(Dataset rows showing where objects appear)
▼

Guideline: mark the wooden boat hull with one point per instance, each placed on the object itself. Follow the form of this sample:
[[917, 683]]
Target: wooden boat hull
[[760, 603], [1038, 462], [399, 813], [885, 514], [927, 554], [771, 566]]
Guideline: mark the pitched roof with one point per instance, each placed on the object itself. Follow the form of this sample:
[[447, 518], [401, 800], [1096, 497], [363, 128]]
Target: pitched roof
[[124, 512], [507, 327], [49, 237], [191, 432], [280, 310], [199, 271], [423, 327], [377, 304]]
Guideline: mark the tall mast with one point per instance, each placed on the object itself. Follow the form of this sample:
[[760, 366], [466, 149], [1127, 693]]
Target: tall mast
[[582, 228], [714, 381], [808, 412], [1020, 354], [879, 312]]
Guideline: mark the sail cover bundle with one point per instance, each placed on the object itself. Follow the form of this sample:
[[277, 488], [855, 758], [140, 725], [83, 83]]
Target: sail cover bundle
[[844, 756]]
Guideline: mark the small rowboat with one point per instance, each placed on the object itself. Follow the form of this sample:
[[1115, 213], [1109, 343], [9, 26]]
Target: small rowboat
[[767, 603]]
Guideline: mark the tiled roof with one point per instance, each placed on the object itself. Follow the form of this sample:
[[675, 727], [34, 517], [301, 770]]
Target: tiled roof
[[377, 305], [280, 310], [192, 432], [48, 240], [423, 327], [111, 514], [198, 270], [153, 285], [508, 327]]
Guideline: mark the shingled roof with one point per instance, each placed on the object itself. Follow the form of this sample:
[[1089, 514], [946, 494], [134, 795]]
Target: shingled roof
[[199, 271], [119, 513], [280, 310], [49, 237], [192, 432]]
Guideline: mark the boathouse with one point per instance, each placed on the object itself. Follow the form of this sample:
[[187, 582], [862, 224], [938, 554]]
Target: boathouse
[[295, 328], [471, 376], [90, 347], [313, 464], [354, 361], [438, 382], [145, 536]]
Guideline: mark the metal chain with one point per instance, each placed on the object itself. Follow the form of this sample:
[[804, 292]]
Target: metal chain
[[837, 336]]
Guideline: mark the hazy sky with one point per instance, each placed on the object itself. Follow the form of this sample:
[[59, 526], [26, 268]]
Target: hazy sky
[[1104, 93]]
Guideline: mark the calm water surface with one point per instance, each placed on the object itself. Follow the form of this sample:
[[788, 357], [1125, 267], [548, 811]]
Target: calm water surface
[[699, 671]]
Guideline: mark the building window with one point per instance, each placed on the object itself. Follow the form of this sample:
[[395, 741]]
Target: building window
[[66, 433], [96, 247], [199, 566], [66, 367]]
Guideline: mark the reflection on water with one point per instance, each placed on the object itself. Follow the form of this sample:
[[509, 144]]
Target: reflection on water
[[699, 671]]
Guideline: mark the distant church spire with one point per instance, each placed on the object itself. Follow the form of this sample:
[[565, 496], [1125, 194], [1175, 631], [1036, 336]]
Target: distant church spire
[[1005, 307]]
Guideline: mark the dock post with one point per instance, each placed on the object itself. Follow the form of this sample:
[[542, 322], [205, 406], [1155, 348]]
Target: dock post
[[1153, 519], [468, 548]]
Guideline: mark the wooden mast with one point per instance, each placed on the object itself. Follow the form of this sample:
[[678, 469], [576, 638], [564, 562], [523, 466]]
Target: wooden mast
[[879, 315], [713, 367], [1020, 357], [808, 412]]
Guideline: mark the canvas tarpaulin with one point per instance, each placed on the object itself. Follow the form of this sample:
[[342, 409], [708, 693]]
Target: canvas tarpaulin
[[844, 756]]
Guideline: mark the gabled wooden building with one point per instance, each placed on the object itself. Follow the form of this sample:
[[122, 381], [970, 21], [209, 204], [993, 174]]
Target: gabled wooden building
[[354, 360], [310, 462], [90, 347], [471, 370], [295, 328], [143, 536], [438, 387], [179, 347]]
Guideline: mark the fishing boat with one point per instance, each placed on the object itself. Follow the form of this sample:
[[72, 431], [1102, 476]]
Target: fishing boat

▲

In the data, change every "reflection on water" to "water reflection" from the line with "Guideline: mark the building" up to and including the line with "[[1005, 307]]". Return only those lines, with everything else left as it is.

Guideline: mark the building window with one point per instance, each placed on the object itself. Follow the form of this sample:
[[395, 741]]
Target: building window
[[66, 433], [96, 247], [199, 566], [66, 367]]
Guideline: mark the water reflection with one point per instance, each placed on the object itself. Follow the form of this sample:
[[509, 144]]
Target: water reflection
[[699, 671]]
Guideline: mark the distant church spire with one point per instance, each placed on the object itself. Follow the form of this sample:
[[565, 496], [1125, 194], [1175, 631], [1036, 336]]
Target: distant church spire
[[1005, 307]]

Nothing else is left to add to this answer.